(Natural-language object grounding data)
====
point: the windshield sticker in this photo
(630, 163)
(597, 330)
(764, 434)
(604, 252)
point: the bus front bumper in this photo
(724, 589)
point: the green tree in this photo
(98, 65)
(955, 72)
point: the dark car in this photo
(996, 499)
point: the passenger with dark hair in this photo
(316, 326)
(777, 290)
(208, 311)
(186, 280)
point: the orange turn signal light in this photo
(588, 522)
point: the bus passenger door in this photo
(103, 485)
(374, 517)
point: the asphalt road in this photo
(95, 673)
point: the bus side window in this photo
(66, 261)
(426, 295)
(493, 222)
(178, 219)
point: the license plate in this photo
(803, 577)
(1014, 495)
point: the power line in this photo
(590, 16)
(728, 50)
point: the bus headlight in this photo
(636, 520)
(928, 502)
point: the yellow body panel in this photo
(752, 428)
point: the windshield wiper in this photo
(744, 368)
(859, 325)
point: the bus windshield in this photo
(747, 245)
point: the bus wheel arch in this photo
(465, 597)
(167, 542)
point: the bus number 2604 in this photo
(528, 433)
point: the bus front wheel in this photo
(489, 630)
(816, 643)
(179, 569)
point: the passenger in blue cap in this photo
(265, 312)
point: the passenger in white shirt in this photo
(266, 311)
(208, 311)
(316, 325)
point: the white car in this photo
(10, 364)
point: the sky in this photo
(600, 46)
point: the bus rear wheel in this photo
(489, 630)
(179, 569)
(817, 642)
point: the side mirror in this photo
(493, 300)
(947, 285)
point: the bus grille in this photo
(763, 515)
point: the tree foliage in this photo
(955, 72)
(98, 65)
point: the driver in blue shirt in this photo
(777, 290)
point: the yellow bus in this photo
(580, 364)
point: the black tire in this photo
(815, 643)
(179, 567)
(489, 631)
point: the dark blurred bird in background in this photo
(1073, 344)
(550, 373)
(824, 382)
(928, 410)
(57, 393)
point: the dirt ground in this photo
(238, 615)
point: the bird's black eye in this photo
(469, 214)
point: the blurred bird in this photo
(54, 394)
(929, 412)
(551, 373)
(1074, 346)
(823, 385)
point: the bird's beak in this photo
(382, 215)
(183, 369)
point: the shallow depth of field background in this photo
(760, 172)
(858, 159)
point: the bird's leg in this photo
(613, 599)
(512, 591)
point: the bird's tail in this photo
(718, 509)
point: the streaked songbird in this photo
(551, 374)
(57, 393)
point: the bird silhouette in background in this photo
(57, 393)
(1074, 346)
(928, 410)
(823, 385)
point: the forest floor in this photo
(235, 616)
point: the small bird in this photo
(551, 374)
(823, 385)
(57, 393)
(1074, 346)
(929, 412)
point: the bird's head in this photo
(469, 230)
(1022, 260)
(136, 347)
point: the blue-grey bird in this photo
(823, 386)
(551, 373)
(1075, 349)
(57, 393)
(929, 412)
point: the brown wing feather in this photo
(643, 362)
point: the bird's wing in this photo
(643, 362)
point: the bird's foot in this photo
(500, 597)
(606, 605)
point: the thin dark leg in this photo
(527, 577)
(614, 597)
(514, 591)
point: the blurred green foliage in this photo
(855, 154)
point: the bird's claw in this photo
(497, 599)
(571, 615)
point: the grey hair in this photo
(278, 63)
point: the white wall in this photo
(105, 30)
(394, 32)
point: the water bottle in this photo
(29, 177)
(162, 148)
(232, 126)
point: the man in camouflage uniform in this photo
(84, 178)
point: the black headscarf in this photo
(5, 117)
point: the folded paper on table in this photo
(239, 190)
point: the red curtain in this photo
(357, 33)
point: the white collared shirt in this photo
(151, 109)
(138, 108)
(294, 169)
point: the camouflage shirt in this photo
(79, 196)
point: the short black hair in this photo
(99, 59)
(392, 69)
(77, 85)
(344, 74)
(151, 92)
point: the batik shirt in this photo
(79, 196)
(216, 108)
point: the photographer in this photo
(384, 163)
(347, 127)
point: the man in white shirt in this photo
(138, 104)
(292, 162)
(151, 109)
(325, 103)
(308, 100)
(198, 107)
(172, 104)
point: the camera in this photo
====
Output the data exactly, so that every line matches the original.

point: the windshield sticker in this photo
(630, 163)
(597, 330)
(764, 434)
(604, 252)
point: the bus front bumper in this photo
(724, 589)
point: the green tree in this photo
(98, 65)
(955, 72)
point: the dark car in this photo
(996, 499)
point: the passenger with dark hair in this photo
(316, 326)
(777, 290)
(208, 311)
(186, 280)
point: the orange turn signal light in this photo
(588, 522)
point: the bus passenger door in this photo
(103, 485)
(374, 517)
point: the asphalt road in this photo
(95, 673)
point: the bus side window in this photo
(66, 261)
(426, 295)
(493, 222)
(178, 219)
point: the license plate in this photo
(803, 577)
(1014, 495)
point: the power line in this photo
(590, 16)
(728, 50)
point: the bus headlight in this photo
(636, 520)
(928, 502)
point: the yellow body panel in this photo
(752, 428)
point: the windshield wiper in this photo
(744, 368)
(859, 325)
point: the bus windshield in this photo
(747, 245)
point: the bus wheel arch in this photo
(465, 597)
(167, 542)
point: the bus number 2604 in this photo
(528, 433)
point: the bus front wheel in this photo
(489, 630)
(816, 643)
(179, 569)
point: the passenger in blue cap in this photo
(265, 312)
point: the passenger in white shirt in this photo
(266, 311)
(208, 311)
(316, 325)
point: the white car in this photo
(10, 364)
point: the sky in this photo
(600, 46)
point: the bus rear wheel in this photo
(489, 630)
(179, 569)
(817, 642)
point: the side mirror in this photo
(493, 300)
(947, 285)
point: the bus grille in this photo
(763, 515)
point: the tree foliage in this photo
(955, 72)
(98, 65)
point: the driver in blue shirt in this photo
(777, 290)
point: the yellow bus in this photo
(580, 364)
point: the black tire in this photo
(815, 643)
(179, 567)
(489, 631)
point: the dark blurred bird in background in this photo
(1073, 344)
(550, 373)
(824, 382)
(928, 410)
(57, 393)
point: the dirt ground in this photo
(238, 615)
point: the bird's black eye in this photo
(469, 214)
point: the blurred bird in this photo
(54, 394)
(929, 412)
(551, 373)
(1074, 346)
(823, 385)
point: the bird's beak in this photo
(382, 215)
(183, 369)
point: the shallow depth of field background in this photo
(760, 172)
(858, 159)
point: the bird's leg in this photo
(613, 599)
(512, 591)
point: the bird's tail in this photo
(718, 509)
point: the streaked songbird in this photo
(551, 374)
(57, 393)
point: the bird silhouette in background in this photo
(57, 393)
(1074, 346)
(928, 410)
(823, 385)
point: the forest floor in this photo
(235, 616)
point: the small bird in this photo
(551, 374)
(823, 385)
(57, 393)
(1074, 346)
(929, 412)
point: the bird's head in this photo
(469, 230)
(1022, 260)
(136, 347)
point: the blue-grey bird in this photo
(823, 386)
(551, 373)
(1075, 349)
(57, 393)
(929, 412)
point: the brown wing feather in this photo
(643, 362)
point: the bird's wing in this photo
(643, 362)
point: the bird's foot in this photo
(500, 597)
(606, 605)
point: the thin dark leg in this photo
(527, 577)
(614, 597)
(514, 591)
point: the blurred green foliage in this photo
(855, 154)
point: the bird's claw in this photo
(497, 599)
(571, 615)
point: the grey hair in this photo
(278, 63)
point: the white wall in this photo
(105, 30)
(394, 32)
point: the water bottle in this photo
(29, 177)
(162, 148)
(232, 126)
point: the man in camouflage uniform in this photo
(84, 178)
point: the black headscarf in this photo
(5, 117)
point: the folded paper on table in this photo
(239, 190)
point: the red curtain in this photo
(357, 33)
point: the white collared shirt in this photo
(151, 109)
(138, 108)
(294, 169)
point: the camouflage shirt in this photo
(79, 196)
point: the short black hair in this photo
(99, 59)
(392, 69)
(77, 85)
(344, 74)
(151, 92)
point: the batik shirt in this photo
(79, 196)
(216, 108)
point: the photographer in this photo
(384, 163)
(347, 127)
point: the man in white shirt in this photo
(138, 104)
(292, 162)
(151, 109)
(325, 103)
(308, 100)
(198, 107)
(172, 104)
point: the camera in this photo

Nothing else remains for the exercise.